▶ [Problem requirements] Rewrite all of the rows below as a two-column CSV with the headers instruction and response, one CSV line per row. Put each row's text and its answer in separate quoted fields, with line breaks replaced by spaces.

▶ [Dataset excerpts]
.....

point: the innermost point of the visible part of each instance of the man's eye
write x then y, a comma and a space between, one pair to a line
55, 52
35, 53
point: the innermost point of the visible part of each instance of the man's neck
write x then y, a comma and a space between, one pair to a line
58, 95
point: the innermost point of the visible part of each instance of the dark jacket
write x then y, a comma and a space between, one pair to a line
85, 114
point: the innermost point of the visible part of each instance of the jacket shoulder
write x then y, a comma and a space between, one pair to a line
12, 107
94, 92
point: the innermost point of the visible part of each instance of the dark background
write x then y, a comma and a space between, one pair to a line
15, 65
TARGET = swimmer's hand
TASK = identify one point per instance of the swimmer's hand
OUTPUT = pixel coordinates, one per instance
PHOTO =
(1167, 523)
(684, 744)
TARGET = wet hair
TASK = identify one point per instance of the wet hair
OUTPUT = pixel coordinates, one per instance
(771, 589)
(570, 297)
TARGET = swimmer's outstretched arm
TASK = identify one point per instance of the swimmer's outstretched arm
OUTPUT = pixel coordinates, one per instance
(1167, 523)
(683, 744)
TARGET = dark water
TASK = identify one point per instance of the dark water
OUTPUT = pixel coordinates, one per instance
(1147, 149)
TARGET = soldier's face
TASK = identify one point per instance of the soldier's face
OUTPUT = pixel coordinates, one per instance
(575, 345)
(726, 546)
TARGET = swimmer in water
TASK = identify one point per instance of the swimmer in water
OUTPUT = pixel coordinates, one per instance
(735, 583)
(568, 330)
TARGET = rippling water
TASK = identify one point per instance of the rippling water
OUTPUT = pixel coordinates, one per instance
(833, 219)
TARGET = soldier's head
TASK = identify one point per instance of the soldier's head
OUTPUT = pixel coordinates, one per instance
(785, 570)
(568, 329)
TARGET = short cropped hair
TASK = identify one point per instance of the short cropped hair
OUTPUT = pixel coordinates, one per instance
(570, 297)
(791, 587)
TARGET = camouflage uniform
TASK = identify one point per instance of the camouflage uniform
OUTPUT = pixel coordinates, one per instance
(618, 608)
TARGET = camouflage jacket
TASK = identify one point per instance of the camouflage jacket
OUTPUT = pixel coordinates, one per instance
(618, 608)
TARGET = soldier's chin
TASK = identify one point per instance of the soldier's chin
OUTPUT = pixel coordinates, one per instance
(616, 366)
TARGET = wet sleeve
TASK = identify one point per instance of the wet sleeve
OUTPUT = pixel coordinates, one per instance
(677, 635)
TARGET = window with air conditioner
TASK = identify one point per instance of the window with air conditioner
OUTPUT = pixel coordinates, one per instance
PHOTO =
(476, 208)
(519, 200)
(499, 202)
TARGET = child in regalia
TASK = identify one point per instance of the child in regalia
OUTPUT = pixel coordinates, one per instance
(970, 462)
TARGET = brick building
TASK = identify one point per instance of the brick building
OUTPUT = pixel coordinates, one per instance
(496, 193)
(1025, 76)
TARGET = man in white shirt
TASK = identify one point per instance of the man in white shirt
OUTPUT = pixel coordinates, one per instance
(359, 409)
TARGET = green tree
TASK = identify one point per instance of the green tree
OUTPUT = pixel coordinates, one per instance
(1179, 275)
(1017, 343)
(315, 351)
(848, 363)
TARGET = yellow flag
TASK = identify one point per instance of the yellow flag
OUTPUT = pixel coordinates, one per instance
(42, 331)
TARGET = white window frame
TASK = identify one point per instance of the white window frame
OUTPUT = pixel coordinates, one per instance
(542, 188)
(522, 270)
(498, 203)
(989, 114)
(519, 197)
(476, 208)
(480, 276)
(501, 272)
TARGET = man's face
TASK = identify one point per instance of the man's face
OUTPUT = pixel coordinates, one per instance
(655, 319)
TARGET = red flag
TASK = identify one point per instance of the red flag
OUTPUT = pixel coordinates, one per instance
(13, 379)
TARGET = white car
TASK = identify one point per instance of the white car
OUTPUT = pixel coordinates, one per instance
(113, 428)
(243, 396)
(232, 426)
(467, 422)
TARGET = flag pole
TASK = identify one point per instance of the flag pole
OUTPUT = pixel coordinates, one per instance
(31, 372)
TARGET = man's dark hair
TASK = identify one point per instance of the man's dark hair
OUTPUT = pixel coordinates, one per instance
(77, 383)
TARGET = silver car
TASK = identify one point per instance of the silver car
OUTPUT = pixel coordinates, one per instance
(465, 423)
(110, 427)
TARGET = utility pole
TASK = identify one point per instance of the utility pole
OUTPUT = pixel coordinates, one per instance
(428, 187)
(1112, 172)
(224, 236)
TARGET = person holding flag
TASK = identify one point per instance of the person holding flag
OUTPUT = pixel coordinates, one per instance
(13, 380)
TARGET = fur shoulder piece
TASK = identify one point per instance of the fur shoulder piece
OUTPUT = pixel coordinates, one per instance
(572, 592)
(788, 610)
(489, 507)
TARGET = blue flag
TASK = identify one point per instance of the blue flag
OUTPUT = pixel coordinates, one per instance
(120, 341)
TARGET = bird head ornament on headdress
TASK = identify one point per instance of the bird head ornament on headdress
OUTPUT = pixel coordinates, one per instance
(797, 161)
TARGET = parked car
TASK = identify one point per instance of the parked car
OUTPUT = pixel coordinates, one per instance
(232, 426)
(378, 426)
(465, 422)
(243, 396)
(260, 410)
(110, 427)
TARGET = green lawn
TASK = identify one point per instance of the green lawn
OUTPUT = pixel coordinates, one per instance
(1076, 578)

.....

▶ [Task output]
instruction,response
"point: the innermost point of the visible part of each instance of the man's eye write x then y, a comma and a space between, one pair to a line","55, 52 35, 53"
"point: the innermost point of the visible part of each instance of the man's neck write x then y, a comma and a space between, one pair to a line","58, 95"
"point: the innermost point of the visible part of each instance of the dark jacket write x then y, a comma and a space between, one pair to a line","85, 114"
"point: the innermost point of the visible part of each instance of the jacket shoulder write x then y, a comma and a space between, one pair to a line","12, 107 94, 92"
"point: the innermost point of the visible part of each instance of the dark background write x then y, a comma and a space between, one pair to a line","15, 65"
"TARGET = swimmer's hand TASK = identify one point per instance of the swimmer's hand OUTPUT = pixel coordinates, one per instance PHOTO =","(1167, 523) (684, 744)"
"TARGET = wet hair TASK = identify one point per instance of the wet hair OUTPUT = pixel coordinates, one per instance","(771, 589) (570, 297)"
"TARGET = swimmer's outstretched arm TASK = identify one point per instance of the swimmer's outstretched arm OUTPUT = pixel coordinates, one per instance","(1167, 523) (683, 744)"
"TARGET = dark water TASK = identify one point per instance of the dark water OUTPUT = pixel coordinates, one per instance","(1147, 149)"
"TARGET = soldier's face TASK = identify one point per instance of the soldier's face OUTPUT = pixel coordinates, one per instance","(575, 345) (726, 546)"
"TARGET = swimmer in water TASK = identify one point per instance of the swimmer in water OUTPUT = pixel coordinates, one per instance","(735, 583) (568, 330)"
"TARGET = rippling water TASK = identify one point per instance of the rippling water OUTPUT = pixel coordinates, one per instance","(833, 219)"
"TARGET = soldier's head TASK = identify one point per instance of the soldier's head OUTPUT = pixel coordinates, one per instance","(785, 570) (568, 329)"
"TARGET = short cropped hair TASK = identify one point per instance of the short cropped hair OUTPUT = pixel coordinates, one per instance","(570, 297) (791, 587)"
"TARGET = camouflage uniform TASK = identify one point per instance of the camouflage uniform OUTPUT = pixel coordinates, one per instance","(618, 608)"
"TARGET = camouflage jacket TASK = identify one point per instance of the camouflage jacket OUTPUT = pixel coordinates, one per instance","(618, 608)"
"TARGET = soldier's chin TASK = identify one point per instance of the soldier's chin OUTPUT = pixel coordinates, one per instance","(616, 366)"
"TARGET = wet sleeve TASK = identify one point per instance of the wet sleeve OUTPUT = pixel coordinates, one per instance","(677, 635)"
"TARGET = window with air conditioner TASK = identify one point per instance of the window with air conditioner OUTPUT = pixel coordinates, one per instance PHOTO =","(476, 208) (519, 200) (499, 202)"
"TARGET = child in regalia TASK = identify one point per instance of the child in regalia OUTPUT = pixel coordinates, one per instance","(970, 462)"
"TARGET = brick building TASK = identify one point per instance of the brick building OUTPUT = pixel coordinates, one per instance","(496, 193) (1025, 76)"
"TARGET = man in white shirt TASK = identify one point per instance of the man in white shirt OUTPUT = pixel coordinates, one per instance","(359, 409)"
"TARGET = green tree TASK = identify one point per instance of the green tree OUTPUT = pixel coordinates, one per instance","(1179, 275) (1017, 343) (315, 351) (848, 363)"
"TARGET = yellow flag TASK = identify one point per instance of the yellow flag OUTPUT = pixel coordinates, one per instance","(42, 331)"
"TARGET = white window frame TASK = identify one point per instance of the white window frame OUTPUT = pixel coordinates, one per instance","(542, 188) (522, 270) (498, 203) (989, 114) (519, 197) (476, 208) (480, 276) (501, 272)"
"TARGET = man's face TASK = identify one point per instance of the man's face OUTPUT = pixel coordinates, one per instance","(655, 319)"
"TARGET = red flag TASK = identify one point per instance of the red flag OUTPUT = pixel coordinates, one per instance","(13, 379)"
"TARGET = white car TASK = identify one point per instance of the white car OUTPUT = pixel coordinates, one per instance","(113, 428) (243, 396) (232, 426) (467, 422)"
"TARGET = flag pole TASK = identify one point per instance of the flag pole OUTPUT = pixel coordinates, one per instance","(31, 372)"
"TARGET = man's dark hair TASK = identify one point per instance of the man's dark hair OUTPUT = pixel coordinates, one per instance","(77, 383)"
"TARGET = silver car TASK = identify one point per instance of the silver car OUTPUT = pixel coordinates, one per instance","(465, 423) (110, 427)"
"TARGET = utility pole TASK = identify one point per instance of the utility pole OUTPUT = pixel coordinates, one per instance","(428, 187) (1112, 172) (224, 236)"
"TARGET = person holding flag TASK = identify one point per instance of the person holding flag OUTPUT = pixel coordinates, one per instance","(13, 380)"
"TARGET = fur shoulder piece TASK = identify one point per instance of the fur shoulder piece OUTPUT = pixel coordinates, one per instance","(572, 592) (788, 610) (489, 507)"
"TARGET = blue flag TASK = identify one point per instance of the blue flag OUTPUT = pixel coordinates, one per instance","(120, 341)"
"TARGET = bird head ornament on headdress TASK = identify one point per instance of the bird head ornament on headdress OUTPUT = pixel coordinates, one per instance","(797, 161)"
"TARGET = parked car TASK = identify one point per instance of the parked car OUTPUT = pixel coordinates, one per instance","(232, 426) (378, 426) (465, 422) (243, 396) (260, 410) (110, 427)"
"TARGET = green lawn TASK = identify one point per instance of the green lawn OUTPUT = pixel coordinates, one per instance","(1076, 578)"